··· DATA RECORDS

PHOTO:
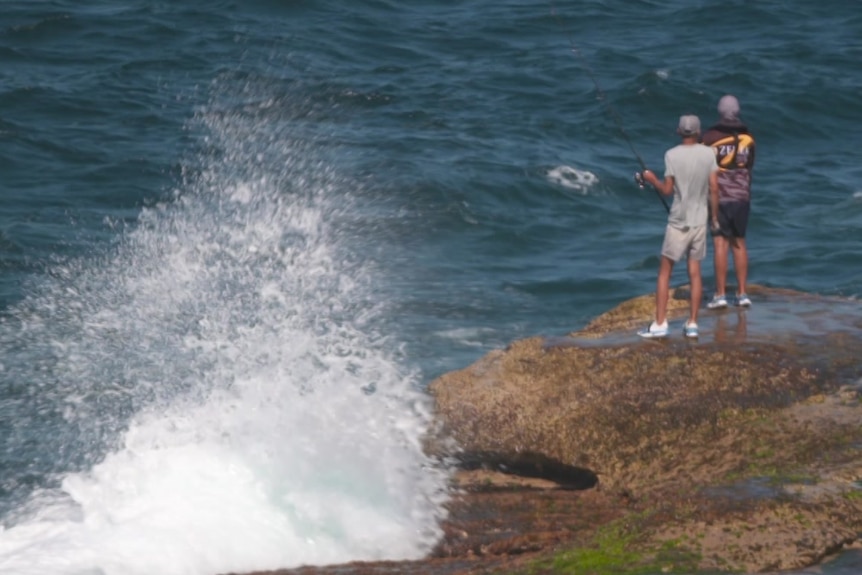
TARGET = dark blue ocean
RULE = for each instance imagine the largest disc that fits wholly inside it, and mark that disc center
(237, 239)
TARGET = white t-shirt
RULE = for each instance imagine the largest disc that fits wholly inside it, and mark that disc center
(690, 165)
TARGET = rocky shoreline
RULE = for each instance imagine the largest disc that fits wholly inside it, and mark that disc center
(598, 453)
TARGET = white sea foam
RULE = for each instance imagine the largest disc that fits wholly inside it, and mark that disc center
(572, 178)
(244, 414)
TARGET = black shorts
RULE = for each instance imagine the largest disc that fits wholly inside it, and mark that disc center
(733, 219)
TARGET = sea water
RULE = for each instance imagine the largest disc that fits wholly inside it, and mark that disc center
(237, 239)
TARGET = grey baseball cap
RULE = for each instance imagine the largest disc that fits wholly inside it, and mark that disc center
(728, 107)
(689, 125)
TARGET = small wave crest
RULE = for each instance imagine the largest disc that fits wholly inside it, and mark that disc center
(573, 179)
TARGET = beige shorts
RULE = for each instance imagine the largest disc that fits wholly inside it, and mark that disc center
(690, 242)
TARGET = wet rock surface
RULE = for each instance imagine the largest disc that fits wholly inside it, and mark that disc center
(739, 451)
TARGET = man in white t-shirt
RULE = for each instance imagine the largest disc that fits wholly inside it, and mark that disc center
(691, 175)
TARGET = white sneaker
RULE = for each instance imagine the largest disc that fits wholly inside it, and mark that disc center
(690, 329)
(718, 302)
(654, 330)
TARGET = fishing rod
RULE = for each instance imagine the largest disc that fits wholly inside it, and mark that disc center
(611, 110)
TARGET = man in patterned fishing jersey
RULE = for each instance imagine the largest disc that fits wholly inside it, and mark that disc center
(734, 149)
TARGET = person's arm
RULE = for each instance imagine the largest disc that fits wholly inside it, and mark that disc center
(665, 187)
(713, 198)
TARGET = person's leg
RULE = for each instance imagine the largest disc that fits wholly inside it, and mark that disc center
(740, 263)
(662, 289)
(720, 244)
(696, 283)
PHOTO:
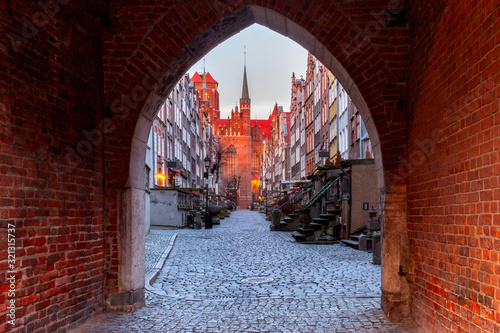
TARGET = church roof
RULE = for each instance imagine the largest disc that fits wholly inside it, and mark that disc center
(245, 97)
(264, 124)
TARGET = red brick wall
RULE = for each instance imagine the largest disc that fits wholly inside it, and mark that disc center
(453, 164)
(60, 84)
(51, 166)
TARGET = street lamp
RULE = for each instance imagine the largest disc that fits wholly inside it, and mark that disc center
(208, 217)
(267, 180)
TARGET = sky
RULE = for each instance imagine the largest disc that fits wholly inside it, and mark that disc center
(271, 59)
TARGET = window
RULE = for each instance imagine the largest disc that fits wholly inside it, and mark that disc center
(232, 161)
(255, 161)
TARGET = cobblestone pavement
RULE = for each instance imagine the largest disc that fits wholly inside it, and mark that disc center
(156, 243)
(241, 277)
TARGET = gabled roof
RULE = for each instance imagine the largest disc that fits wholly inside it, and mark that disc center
(210, 79)
(198, 79)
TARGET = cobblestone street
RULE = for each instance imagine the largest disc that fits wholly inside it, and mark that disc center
(241, 277)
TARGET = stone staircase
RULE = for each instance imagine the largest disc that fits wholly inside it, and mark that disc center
(354, 239)
(320, 228)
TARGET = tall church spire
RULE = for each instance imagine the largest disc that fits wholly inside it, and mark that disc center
(245, 97)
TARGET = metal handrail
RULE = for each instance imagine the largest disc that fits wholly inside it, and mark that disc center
(296, 196)
(321, 192)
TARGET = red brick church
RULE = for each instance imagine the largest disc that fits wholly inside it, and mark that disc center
(241, 141)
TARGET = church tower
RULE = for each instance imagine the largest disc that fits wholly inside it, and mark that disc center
(245, 104)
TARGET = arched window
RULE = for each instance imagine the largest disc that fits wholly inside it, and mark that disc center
(255, 161)
(232, 161)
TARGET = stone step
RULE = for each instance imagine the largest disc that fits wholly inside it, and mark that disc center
(316, 226)
(328, 216)
(351, 243)
(306, 231)
(298, 236)
(321, 220)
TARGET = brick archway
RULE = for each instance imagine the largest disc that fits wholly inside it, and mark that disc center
(139, 75)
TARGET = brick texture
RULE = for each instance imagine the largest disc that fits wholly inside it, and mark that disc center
(75, 70)
(453, 181)
(51, 162)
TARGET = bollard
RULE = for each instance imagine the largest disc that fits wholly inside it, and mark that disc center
(276, 219)
(377, 248)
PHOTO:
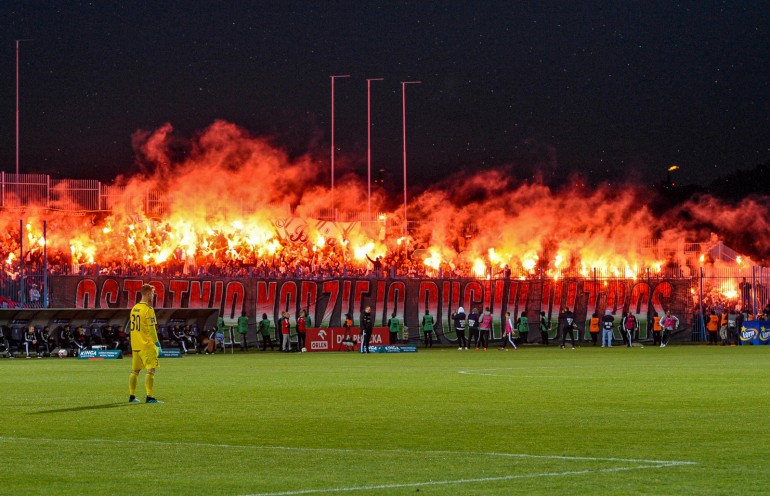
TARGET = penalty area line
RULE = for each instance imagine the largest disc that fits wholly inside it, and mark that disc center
(375, 487)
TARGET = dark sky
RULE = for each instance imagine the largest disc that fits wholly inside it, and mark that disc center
(611, 89)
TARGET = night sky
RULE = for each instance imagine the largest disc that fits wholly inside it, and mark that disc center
(614, 90)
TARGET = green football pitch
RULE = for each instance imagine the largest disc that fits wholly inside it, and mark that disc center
(679, 420)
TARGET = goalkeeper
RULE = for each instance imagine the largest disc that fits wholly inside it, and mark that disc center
(144, 345)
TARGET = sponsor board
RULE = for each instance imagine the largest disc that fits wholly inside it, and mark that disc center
(100, 354)
(337, 339)
(171, 353)
(755, 332)
(394, 348)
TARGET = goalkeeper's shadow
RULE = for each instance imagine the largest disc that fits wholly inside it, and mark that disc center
(85, 407)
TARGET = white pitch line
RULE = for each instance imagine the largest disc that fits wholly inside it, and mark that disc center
(481, 372)
(641, 463)
(666, 463)
(455, 481)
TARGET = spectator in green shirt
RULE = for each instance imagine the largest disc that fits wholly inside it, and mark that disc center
(264, 332)
(427, 328)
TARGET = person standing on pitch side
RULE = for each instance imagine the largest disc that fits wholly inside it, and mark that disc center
(670, 324)
(473, 327)
(264, 332)
(243, 331)
(522, 325)
(459, 319)
(428, 323)
(545, 327)
(393, 325)
(485, 327)
(568, 327)
(608, 323)
(508, 333)
(145, 346)
(367, 326)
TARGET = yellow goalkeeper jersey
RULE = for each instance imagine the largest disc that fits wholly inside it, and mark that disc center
(142, 324)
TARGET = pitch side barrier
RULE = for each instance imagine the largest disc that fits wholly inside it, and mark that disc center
(204, 318)
(327, 301)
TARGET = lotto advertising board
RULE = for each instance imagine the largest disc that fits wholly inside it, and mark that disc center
(336, 339)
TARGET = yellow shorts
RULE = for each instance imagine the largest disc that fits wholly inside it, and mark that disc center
(144, 359)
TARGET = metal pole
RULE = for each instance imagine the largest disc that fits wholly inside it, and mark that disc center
(17, 111)
(702, 333)
(45, 264)
(753, 294)
(403, 120)
(369, 145)
(332, 145)
(21, 263)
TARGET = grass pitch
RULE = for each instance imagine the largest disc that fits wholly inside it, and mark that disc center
(679, 420)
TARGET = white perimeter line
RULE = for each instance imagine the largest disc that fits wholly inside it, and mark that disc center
(480, 372)
(458, 481)
(662, 463)
(644, 464)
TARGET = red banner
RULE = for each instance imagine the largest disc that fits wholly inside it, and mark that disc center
(337, 339)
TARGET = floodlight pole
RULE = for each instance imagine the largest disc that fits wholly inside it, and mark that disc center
(369, 145)
(403, 119)
(334, 211)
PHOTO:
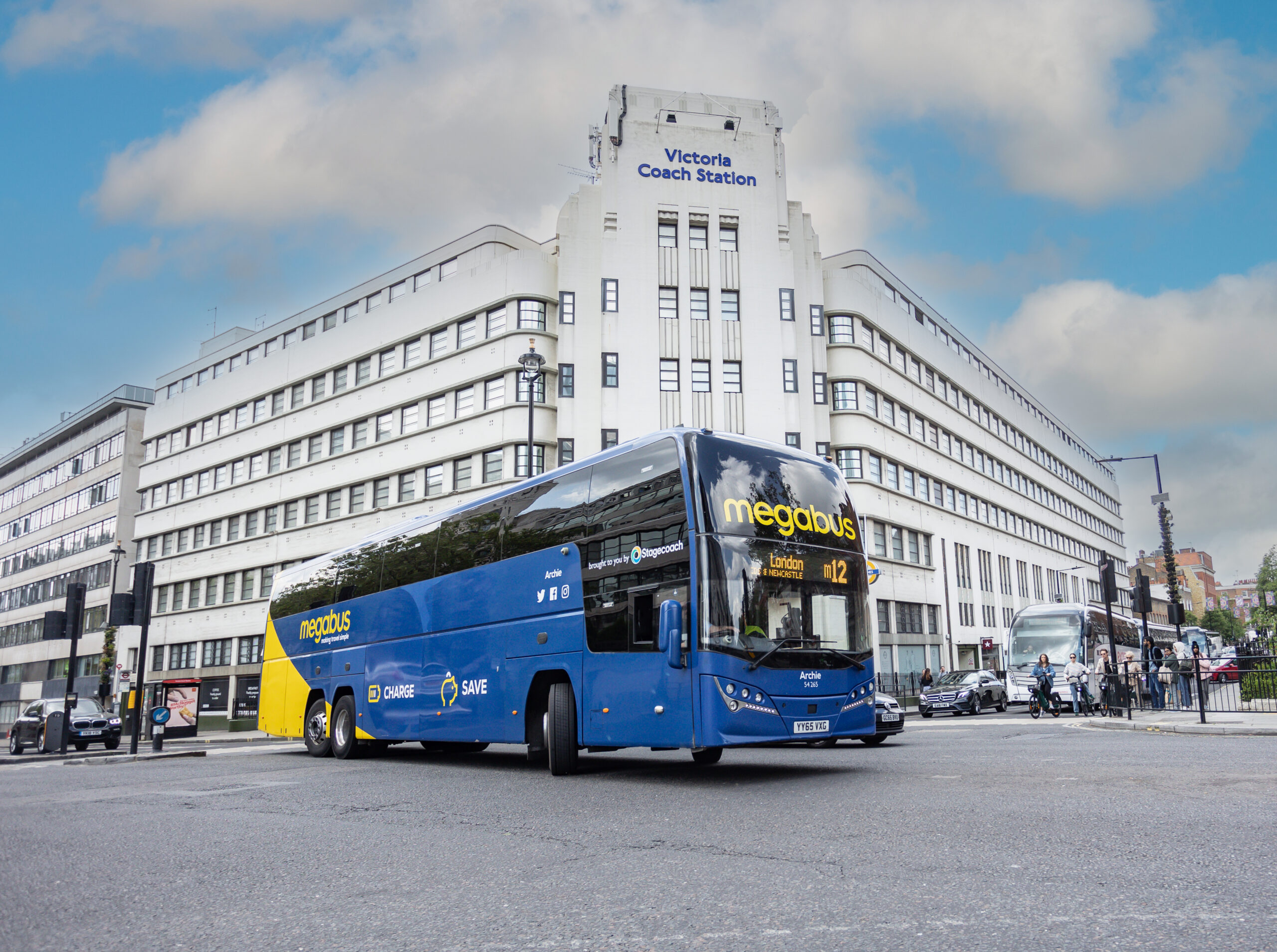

······

REQUIRED WORK: Show each line in the data where the string "brick" appears.

OUTPUT:
TARGET = red brick wall
TARGET = red brick church
TARGET = brick archway
TARGET = brick texture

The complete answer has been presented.